Entries from a dataset:

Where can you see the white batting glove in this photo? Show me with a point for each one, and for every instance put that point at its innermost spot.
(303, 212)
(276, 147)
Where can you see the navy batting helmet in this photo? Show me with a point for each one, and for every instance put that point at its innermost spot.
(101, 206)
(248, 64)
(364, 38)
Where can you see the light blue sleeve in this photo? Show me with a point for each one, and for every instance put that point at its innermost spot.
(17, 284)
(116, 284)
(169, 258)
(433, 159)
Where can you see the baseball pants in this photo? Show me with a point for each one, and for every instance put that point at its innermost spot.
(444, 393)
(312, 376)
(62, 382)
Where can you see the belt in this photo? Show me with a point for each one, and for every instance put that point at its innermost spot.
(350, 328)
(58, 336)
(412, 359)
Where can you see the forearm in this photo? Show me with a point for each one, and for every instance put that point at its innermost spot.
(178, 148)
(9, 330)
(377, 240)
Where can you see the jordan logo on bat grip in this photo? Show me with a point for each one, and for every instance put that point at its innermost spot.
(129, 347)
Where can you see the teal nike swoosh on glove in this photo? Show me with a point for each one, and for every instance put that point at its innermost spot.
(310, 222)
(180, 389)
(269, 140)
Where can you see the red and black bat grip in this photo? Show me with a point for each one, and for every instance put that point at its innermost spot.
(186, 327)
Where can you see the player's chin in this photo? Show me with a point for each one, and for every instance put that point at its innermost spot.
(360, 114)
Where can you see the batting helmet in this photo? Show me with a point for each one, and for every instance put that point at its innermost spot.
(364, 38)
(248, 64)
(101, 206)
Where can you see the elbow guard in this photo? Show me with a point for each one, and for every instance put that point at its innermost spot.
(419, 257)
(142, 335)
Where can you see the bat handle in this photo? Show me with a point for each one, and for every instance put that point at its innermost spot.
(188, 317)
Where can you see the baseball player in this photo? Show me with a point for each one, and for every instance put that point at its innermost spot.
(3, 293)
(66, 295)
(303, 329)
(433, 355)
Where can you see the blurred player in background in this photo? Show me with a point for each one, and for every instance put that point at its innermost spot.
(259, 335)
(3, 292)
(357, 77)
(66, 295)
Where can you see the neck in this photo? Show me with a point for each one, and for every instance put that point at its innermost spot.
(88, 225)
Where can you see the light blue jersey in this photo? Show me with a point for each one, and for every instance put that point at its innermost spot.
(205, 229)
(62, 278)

STATED PROBLEM. Repeat the material above in full, quoting it exactly.

TASK ANSWER.
Where can you see the white batting glove in this photo? Show me with a point for each one, and for every instance put that point at its innermost spot.
(303, 212)
(276, 147)
Where can you see the navy batting helmet in this photo? Show me with a point for each one, and for every instance put that point at its innermost spot.
(101, 206)
(248, 64)
(364, 38)
Where can you see the light blue sleeve in this photo? Show me with a point for each one, and for every instance put that point at its innermost spot.
(17, 284)
(116, 284)
(169, 258)
(433, 159)
Where can you see the baseball pants in this photo? Show me with a point for each one, and for every instance put that point at its innermost spot.
(444, 393)
(312, 376)
(62, 382)
Where can you see the belt in this photo? Show me with a point for each one, and for every instance put that point at its innermost spot.
(350, 328)
(58, 336)
(412, 359)
Where can you see the forearm in this photo? Show me with a point for each one, and for every instance put that point at its innermost spot.
(178, 148)
(9, 330)
(377, 240)
Where can you see the jordan logo on bat grip in this photo? Show me with a point for each one, and for every instance put that point at its innermost spot.
(129, 347)
Where can you see the teal nike swoosh on glove in this photo? Show me with a point for each one, and for every instance put that point at its innermost spot.
(310, 222)
(180, 389)
(269, 140)
Where can you see the red and black bat grip in this photo? Show me with a point for each one, and for every instance put that point at its innermost spot.
(186, 327)
Where can you see the player's chin in this photo? Show me with a point for each one, and for every instance put that point at its innermost spot.
(360, 114)
Where can you see the batting helmet in this photo? Show me with a point for each one, and for every instance put that point at its innermost spot.
(364, 38)
(248, 64)
(101, 206)
Where can you see the elbow guard in this photo? Show me with a point for each one, and for every instance put that point at its innermost spot.
(419, 257)
(142, 335)
Where can you see the bat handle in this photo? Show me with a point for each one, and for every instance put that point at its innermost spot.
(188, 317)
Where can you see the baseball player in this photo? Show me with a point for each one, and for every instance put that point at its innermost spot.
(3, 293)
(66, 295)
(303, 329)
(433, 355)
Where can you see the blurred player in background in this photo? Show me with a point for each one, and for every instance put that point at its innermost spot.
(259, 335)
(3, 292)
(357, 77)
(66, 295)
Where can you see the neck in this photo? Show me with a point for each one, and for every instance put that point at its innermost spot.
(88, 225)
Where can you see the light blue jersey in this photo? Show me with a point for each one, and for every instance put that point at its innermost spot.
(205, 229)
(62, 278)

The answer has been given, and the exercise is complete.